Tuesday, 21 June 2022

The Moral Roots of Quarantine: Interview with Nevia Dolcini

In today's post, I interview Nevia Dolcini, philosopher of mind based at the University of Macau, on the project The Moral Roots of Quarantine.


Nevia Dolcini


Lisa Bortolotti: What did you set out to investigate in the project The Moral Roots of Quarantine?

Nevia Dolcini: The outbreak of COVID-19 pandemic prompted a series of unprecedented events worldwide. As an Italian living in Macau, I first witnessed the effects of the Wuhan outbreak, and I later experienced the first wave and consequent lockdown in Italy. I was bewildered by my observations of the wide-ranging public reactions to the same emergency.

For instance, while masks in Macau were accepted since the first day into the pandemic, in Italy their efficacy was questioned at length. Interestingly, the pandemic discourses across East and West were highly ‘moralized’. These observations inspired the project “The Moral Roots of Quarantine”, funded by the Macau S.A.R. Government Higher Education Fund, which sets out to carry on a comparative investigation of the measures taken by legislators in different countries and the moral justifications provided in their support, as well as the role of shared moral beliefs in shaping the public responses.

LB: So, one of the objectives of the project was to compare various aspects of the quarantine measures imposed during the pandemic in different countries. Can you offer an example of the differences you observed?

ND: In the first phase, while in Europe the compliance with the mandated anti-pandemic measures was monitored in traditional ways (e.g., roadblocks and checkpoints), China combined more traditional with innovative measures, such as contact-tracing apps. A stark difference was noticeable in terms of the community response: the call to download contact tracing apps was coldly received in many Western countries under the concern of potential threats to personal privacy, yet they were more positively accepted in China, where these apps were regarded as a tool for protecting families and the community.

LB: What were the main findings of the project?

ND: We found that the global status of an emergency might not be sufficient to justify a homogeneous response to it. The effectiveness of a measure depends on multiple factors, including the socio-cultural context in which it is implemented as well as the communicative strategies employed. The latter aspect has been given special attention in our work: the effectiveness of the anti-pandemic public discourse depends greatly on the capacity of the public communication to leverage on the community-wide accepted ‘moral outlook’ (e.g., the case of the contact-tracing apps).

Interestingly, we also found that the communication of extraordinarily restrictive measures has often exploited stereotypes and common views that are potentially hurtful to specific groups of the population, in particular women, health-workers, and immigrants.

——

■ List of tasks
- A) In the quarantine interview, which body funded the project The Moral Roots of Quarantine?
- B) Reproduce the passage of the quarantine interview between "In today's post, I" and "the same emergency.", inclusive.

——

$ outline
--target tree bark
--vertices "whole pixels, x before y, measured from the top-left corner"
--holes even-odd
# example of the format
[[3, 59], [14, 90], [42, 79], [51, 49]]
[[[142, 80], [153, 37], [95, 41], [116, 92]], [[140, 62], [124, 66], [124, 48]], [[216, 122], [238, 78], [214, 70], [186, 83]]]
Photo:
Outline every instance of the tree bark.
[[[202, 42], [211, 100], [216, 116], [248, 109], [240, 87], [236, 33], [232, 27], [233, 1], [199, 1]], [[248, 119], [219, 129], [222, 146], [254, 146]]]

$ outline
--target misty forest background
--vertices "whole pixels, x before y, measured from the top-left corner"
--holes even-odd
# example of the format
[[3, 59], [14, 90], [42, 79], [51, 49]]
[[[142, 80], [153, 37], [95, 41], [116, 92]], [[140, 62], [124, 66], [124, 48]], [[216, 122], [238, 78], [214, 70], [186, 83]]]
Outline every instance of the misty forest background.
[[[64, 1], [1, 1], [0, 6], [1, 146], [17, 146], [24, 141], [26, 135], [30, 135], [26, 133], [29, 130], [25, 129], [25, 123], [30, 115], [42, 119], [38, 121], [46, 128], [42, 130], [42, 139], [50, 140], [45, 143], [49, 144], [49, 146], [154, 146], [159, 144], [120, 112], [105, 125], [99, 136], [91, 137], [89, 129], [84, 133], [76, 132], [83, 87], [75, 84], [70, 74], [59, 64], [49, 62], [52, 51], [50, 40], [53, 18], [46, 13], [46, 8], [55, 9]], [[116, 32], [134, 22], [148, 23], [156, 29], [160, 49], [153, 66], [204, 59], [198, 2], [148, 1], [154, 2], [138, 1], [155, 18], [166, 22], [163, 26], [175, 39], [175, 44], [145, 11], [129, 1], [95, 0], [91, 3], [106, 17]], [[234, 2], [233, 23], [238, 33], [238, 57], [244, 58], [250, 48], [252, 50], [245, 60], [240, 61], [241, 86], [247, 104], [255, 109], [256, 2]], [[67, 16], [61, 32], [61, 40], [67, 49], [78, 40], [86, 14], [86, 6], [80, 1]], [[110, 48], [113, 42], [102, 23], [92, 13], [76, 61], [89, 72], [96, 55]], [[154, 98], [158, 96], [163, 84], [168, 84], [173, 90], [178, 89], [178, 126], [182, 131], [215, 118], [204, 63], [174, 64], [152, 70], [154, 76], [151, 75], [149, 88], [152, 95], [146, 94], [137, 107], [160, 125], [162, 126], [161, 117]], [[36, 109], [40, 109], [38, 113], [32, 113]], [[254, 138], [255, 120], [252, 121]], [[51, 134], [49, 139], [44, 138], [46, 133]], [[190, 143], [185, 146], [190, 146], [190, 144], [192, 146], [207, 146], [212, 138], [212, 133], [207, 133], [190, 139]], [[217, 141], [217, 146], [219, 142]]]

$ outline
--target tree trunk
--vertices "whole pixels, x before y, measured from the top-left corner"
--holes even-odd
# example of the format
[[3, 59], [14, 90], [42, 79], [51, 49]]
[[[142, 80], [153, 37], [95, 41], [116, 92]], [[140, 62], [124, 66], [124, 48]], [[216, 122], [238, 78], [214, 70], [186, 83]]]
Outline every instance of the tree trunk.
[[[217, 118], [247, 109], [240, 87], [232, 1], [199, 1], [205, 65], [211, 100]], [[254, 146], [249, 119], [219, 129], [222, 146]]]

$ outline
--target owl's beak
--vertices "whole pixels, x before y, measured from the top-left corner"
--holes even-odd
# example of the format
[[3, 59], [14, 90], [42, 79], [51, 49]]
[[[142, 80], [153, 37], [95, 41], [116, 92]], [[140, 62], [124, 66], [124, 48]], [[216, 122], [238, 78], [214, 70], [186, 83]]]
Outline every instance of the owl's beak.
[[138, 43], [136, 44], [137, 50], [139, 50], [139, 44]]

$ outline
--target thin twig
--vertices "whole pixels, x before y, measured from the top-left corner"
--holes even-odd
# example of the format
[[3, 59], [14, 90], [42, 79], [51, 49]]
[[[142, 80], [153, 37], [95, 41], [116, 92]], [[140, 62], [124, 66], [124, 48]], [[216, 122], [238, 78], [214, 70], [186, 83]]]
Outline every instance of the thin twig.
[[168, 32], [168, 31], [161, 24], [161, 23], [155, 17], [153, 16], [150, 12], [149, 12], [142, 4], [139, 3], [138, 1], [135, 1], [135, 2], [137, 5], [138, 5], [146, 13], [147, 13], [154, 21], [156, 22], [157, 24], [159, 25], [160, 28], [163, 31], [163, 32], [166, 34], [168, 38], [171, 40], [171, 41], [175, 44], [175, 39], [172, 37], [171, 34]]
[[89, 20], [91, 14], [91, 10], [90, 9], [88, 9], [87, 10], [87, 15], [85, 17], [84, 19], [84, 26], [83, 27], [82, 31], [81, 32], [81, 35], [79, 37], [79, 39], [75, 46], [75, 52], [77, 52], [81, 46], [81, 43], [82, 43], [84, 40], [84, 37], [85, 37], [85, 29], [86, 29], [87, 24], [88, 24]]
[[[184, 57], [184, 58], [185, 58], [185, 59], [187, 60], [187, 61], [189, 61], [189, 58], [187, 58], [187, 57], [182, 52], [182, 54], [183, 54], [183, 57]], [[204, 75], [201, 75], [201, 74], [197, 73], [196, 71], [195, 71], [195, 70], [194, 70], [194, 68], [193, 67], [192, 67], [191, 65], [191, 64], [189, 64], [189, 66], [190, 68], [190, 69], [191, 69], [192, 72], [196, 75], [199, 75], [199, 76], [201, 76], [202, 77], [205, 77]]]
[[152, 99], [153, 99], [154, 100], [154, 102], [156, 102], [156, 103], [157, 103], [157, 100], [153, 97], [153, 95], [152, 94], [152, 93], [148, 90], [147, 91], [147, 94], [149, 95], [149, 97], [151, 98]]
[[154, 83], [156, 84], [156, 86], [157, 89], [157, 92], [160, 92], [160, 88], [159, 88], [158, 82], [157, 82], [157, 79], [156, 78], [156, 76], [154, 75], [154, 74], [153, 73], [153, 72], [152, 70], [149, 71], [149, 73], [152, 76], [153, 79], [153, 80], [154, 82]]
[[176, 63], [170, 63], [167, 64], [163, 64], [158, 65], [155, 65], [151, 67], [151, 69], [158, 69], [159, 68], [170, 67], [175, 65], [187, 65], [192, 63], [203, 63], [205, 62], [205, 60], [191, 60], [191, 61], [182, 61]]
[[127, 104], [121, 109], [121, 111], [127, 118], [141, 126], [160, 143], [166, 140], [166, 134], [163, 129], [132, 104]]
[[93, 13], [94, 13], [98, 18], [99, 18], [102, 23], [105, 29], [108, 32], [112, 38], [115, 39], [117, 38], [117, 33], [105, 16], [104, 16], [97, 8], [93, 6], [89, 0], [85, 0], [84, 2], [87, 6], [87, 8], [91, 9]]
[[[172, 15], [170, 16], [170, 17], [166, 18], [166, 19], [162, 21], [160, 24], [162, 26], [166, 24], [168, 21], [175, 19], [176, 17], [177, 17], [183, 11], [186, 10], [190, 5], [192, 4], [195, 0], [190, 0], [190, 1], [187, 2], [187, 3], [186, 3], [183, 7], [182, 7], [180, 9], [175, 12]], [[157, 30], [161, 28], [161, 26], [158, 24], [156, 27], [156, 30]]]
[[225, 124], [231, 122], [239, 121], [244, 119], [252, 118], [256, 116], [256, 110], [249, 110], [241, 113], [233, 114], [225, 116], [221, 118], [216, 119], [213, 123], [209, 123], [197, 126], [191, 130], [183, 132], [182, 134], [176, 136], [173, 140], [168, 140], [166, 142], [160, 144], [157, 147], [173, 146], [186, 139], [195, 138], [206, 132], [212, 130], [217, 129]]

——

■ List of answers
- A) The Macau S.A.R. Government Higher Education Fund funded it.

- B)
In today's post, I interview Nevia Dolcini, philosopher of mind based at the University of Macau, on the project The Moral Roots of Quarantine.


Nevia Dolcini


Lisa Bortolotti: What did you set out to investigate in the project The Moral Roots of Quarantine?

Nevia Dolcini: The outbreak of COVID-19 pandemic prompted a series of unprecedented events worldwide. As an Italian living in Macau, I first witnessed the effects of the Wuhan outbreak, and I later experienced the first wave and consequent lockdown in Italy. I was bewildered by my observations of the wide-ranging public reactions to the same emergency.